▶ 一覧:

<<<<

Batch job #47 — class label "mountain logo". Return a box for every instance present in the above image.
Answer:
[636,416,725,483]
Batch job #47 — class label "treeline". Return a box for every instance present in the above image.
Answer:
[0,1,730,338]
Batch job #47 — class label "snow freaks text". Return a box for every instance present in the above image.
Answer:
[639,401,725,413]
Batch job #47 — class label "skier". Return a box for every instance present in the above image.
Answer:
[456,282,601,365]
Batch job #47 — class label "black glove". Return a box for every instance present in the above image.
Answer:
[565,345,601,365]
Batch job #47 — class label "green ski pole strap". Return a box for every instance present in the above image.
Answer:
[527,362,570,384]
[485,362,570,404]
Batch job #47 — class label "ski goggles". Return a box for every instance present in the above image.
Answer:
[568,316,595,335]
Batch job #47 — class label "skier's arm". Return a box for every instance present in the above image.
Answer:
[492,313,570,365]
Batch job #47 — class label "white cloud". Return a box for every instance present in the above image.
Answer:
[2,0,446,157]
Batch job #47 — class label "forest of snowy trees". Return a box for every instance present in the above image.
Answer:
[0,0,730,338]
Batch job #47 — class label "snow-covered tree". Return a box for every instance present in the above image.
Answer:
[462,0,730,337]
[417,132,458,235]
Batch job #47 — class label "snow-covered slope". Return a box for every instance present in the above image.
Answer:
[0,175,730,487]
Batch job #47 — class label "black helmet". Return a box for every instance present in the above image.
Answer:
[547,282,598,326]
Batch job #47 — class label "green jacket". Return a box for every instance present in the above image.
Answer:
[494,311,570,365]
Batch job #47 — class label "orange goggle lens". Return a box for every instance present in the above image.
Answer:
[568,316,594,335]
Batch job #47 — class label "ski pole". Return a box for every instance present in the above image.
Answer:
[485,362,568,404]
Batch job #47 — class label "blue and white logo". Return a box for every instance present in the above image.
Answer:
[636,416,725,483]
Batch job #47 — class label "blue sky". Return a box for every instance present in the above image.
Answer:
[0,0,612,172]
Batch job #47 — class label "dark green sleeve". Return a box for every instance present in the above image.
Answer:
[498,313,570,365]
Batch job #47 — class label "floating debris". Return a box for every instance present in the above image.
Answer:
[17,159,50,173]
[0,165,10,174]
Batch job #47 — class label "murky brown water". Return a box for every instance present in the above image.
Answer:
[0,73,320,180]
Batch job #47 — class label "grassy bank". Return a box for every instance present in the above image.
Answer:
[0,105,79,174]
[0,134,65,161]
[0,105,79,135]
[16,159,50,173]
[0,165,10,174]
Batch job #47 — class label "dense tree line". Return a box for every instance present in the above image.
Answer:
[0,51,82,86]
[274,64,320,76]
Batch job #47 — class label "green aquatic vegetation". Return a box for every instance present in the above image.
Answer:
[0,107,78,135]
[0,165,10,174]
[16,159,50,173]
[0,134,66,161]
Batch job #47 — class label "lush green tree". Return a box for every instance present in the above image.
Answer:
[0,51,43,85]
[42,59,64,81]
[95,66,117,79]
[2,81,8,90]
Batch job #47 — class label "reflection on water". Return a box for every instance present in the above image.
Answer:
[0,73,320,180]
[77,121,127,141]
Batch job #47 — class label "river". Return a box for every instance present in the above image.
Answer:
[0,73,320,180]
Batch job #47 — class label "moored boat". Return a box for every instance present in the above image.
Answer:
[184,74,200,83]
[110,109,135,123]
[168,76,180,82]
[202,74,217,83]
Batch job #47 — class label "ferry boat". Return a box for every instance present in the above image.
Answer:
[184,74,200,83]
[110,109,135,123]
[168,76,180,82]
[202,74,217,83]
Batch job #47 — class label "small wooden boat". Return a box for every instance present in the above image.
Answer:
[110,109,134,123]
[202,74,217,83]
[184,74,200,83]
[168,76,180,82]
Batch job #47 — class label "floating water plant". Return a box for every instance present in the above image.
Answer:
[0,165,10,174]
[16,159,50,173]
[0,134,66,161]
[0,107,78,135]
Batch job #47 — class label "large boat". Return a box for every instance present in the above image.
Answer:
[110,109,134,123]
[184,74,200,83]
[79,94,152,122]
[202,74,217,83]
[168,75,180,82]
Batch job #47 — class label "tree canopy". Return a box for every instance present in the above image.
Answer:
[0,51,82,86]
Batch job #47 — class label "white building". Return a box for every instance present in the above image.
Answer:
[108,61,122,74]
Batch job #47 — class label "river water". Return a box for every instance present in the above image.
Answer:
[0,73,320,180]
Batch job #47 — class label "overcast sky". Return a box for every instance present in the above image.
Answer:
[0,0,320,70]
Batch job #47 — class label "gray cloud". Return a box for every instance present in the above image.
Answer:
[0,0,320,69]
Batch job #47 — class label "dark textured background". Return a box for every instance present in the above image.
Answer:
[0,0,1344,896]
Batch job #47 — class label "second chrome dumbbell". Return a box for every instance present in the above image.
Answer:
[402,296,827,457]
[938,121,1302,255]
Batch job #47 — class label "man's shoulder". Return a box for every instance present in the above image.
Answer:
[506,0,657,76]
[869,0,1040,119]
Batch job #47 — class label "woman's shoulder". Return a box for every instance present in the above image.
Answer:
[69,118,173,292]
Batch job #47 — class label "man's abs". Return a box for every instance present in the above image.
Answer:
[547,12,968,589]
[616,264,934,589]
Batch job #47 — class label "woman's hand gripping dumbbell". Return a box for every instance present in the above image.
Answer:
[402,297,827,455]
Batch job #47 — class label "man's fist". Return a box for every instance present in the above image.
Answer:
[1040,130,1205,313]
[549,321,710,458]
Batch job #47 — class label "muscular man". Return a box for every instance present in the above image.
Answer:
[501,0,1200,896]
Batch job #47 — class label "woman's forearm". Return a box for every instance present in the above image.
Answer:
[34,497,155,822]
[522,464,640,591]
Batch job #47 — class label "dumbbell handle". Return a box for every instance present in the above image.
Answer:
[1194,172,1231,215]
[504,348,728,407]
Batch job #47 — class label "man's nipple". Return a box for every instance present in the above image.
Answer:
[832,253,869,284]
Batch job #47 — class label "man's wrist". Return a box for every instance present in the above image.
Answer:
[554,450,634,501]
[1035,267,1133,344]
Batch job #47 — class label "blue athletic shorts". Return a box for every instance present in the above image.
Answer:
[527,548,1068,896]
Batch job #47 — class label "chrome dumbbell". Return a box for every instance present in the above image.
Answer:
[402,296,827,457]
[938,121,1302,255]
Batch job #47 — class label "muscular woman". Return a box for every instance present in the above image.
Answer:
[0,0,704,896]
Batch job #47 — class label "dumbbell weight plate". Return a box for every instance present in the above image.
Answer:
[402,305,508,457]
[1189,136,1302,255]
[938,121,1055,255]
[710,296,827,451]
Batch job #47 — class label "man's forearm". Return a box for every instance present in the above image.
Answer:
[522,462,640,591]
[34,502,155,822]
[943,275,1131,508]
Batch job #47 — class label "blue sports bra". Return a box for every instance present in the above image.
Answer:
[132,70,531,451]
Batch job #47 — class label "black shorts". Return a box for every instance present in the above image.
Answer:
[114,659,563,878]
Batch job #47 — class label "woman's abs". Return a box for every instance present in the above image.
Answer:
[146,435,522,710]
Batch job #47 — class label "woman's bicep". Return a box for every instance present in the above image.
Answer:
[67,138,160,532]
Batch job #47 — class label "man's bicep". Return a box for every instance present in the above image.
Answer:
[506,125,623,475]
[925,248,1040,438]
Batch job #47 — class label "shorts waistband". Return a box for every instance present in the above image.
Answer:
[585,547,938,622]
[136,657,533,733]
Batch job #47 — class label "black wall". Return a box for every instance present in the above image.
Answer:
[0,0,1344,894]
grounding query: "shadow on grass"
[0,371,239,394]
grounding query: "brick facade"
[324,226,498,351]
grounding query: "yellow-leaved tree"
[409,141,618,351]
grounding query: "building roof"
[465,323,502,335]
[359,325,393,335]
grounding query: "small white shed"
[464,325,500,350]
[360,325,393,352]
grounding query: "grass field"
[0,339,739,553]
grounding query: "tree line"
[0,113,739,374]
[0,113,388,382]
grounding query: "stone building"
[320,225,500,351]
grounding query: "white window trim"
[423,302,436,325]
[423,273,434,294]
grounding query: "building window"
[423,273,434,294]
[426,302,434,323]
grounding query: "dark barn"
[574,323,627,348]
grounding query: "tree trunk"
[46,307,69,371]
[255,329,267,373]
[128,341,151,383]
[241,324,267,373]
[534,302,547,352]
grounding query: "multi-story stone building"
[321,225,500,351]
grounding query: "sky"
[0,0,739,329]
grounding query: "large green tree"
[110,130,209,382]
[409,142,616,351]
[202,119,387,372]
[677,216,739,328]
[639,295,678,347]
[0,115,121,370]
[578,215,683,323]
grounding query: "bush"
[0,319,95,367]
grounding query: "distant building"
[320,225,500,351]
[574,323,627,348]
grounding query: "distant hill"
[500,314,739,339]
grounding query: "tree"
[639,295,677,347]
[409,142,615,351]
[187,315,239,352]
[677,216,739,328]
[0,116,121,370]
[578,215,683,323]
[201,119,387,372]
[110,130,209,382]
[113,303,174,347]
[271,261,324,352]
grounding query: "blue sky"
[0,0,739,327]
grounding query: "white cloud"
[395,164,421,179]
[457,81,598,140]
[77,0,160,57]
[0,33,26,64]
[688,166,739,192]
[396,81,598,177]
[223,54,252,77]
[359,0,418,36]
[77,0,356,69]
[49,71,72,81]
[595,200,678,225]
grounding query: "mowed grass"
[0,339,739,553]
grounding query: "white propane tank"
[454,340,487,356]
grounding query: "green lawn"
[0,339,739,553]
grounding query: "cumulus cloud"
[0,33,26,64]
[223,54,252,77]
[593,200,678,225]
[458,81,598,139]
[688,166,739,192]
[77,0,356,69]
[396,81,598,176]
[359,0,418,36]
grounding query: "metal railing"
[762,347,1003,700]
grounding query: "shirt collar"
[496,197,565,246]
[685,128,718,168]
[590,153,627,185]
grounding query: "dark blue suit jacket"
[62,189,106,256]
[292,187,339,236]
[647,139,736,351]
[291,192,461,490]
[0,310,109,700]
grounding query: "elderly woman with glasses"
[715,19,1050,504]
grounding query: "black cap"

>>>>

▶ 課題の条件:
項目の最初の行から「[547,282,598,326]」を含む行までを、「Batch job #47」を「Batch job #48」に変えて書き直してください。それ以外は一切変えず、この範囲の行だけを出してください。

▶ 演習の結果:
Batch job #48 — class label "mountain logo". Return a box for every instance present in the above image.
Answer:
[636,416,725,483]
Batch job #48 — class label "treeline". Return a box for every instance present in the above image.
Answer:
[0,1,730,338]
Batch job #48 — class label "snow freaks text". Return a box for every instance present in the above image.
Answer:
[639,401,725,413]
Batch job #48 — class label "skier". Return a box for every instance present in the above image.
Answer:
[456,282,601,365]
Batch job #48 — class label "black glove". Return a box for every instance present in the above image.
Answer:
[565,345,601,365]
Batch job #48 — class label "green ski pole strap". Return a box for every instance present in the above image.
Answer:
[527,362,570,384]
[485,362,570,404]
Batch job #48 — class label "ski goggles". Return a box for every instance present in the above image.
Answer:
[568,316,595,335]
Batch job #48 — class label "skier's arm". Return a box for every instance present in the above image.
Answer:
[492,313,570,365]
Batch job #48 — class label "white cloud". Return a box for every instance present in the above image.
Answer:
[2,0,446,157]
Batch job #48 — class label "forest of snowy trees". Return a box for every instance present in the above image.
Answer:
[0,0,730,338]
Batch job #48 — class label "snow-covered tree". Return a box for every instance present in the above image.
Answer:
[462,0,730,337]
[417,132,458,235]
Batch job #48 — class label "snow-covered slope". Return a box for every instance present in the above image.
Answer:
[0,175,730,487]
Batch job #48 — class label "black helmet". Return a box for every instance present in the above image.
Answer:
[547,282,598,326]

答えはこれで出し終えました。